## GIVEN PASSAGE
* * *
C. Interruption of Services . Tenant agrees that Landlord shall not be liable in damages, by abatement of Base Rent or otherwise, for failure to furnish or delay in furnishing any service or for any diminution in the quality or quantity thereof, or for the failure of any utility company to furnish or delay furnishing any utility service or for any dimunition in the quality or quantity thereof, when such failure or delay or diminution is occasioned, in whole or in part, by governmental rule, regulation or guideline (whether or not having the force of law), repairs, renewals, or improvements, by any strike, lockout or other labor trouble, by inability to secure electricity, gas, water or other fuel at the Building after prompt reasonable effort so to do, by any accident or casualty whatsoever, with respect to utility companies if such utility company fails or refuses to provide service for any reason whatsoever, by act or default of Tenant or other parties, or by any other cause beyond Landlord’s reasonable control; and such failures or delays or diminution shall never be deemed to constitute an eviction or disturbance of Tenant’s use and possession of the Leased Premises or relieve Tenant from paying Base Rent or performing any of its obligations under this Lease. Landlord agrees to use reasonable efforts to cause the prompt restoration of services it is responsible for providing in the event of any failure, delay or diminution described in this paragraph.
* * *
## RECORDS PROVIDED

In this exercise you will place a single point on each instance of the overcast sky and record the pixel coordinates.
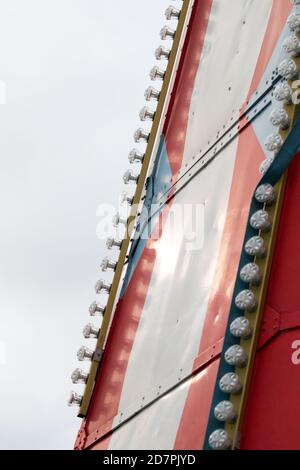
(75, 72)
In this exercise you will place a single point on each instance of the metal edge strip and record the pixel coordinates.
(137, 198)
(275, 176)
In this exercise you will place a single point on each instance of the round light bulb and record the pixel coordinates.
* * *
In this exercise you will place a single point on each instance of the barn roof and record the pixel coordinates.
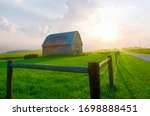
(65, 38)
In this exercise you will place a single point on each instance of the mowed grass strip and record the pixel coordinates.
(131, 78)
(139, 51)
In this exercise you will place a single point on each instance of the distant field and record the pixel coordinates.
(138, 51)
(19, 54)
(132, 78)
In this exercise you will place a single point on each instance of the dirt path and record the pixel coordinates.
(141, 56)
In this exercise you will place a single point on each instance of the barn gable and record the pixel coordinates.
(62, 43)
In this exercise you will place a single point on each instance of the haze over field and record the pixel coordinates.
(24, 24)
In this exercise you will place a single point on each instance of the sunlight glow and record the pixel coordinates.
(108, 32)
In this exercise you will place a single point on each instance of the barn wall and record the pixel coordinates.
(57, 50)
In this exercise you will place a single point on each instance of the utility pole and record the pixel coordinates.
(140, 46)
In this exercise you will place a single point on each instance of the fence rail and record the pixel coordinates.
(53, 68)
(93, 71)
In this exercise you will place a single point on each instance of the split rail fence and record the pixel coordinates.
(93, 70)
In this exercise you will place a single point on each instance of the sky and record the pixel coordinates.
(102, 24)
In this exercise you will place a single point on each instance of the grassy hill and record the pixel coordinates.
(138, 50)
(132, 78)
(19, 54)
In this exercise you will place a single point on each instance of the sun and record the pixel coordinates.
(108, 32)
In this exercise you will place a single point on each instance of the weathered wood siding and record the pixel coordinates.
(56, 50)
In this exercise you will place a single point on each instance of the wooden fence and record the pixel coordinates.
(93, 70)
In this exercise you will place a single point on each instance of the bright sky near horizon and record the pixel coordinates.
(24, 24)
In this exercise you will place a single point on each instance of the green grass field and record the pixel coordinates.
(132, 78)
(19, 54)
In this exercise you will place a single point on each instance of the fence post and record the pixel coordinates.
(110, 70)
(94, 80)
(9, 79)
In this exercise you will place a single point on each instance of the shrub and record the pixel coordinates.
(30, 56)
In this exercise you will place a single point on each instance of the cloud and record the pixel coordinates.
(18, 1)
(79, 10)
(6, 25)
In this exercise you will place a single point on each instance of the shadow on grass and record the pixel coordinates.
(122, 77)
* * *
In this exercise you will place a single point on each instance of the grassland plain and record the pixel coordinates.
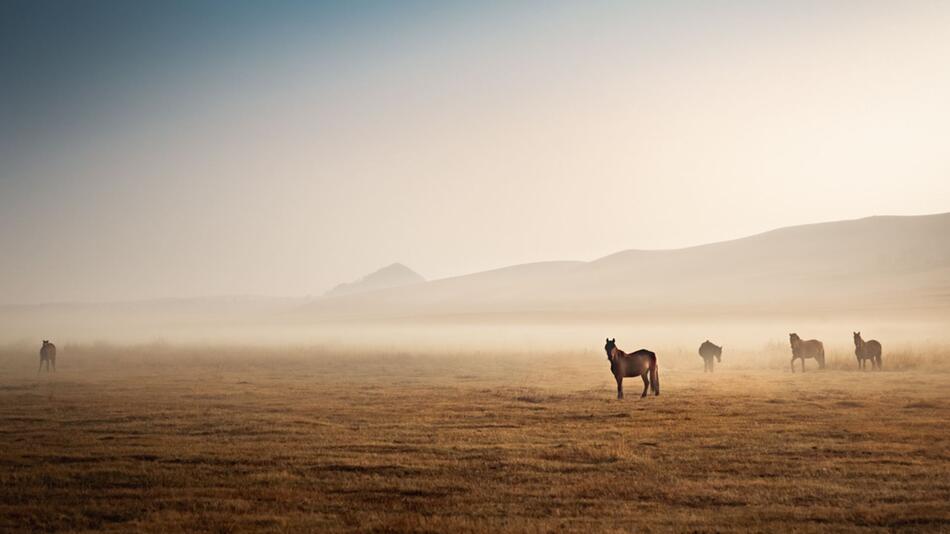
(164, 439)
* * *
## SET TASK
In the interruption-of-services clause, what does Landlord agree to do when a service it is responsible for providing fails, is delayed or is diminished?

## TASK ANSWER
Landlord agrees to use reasonable efforts to cause the prompt restoration of those services.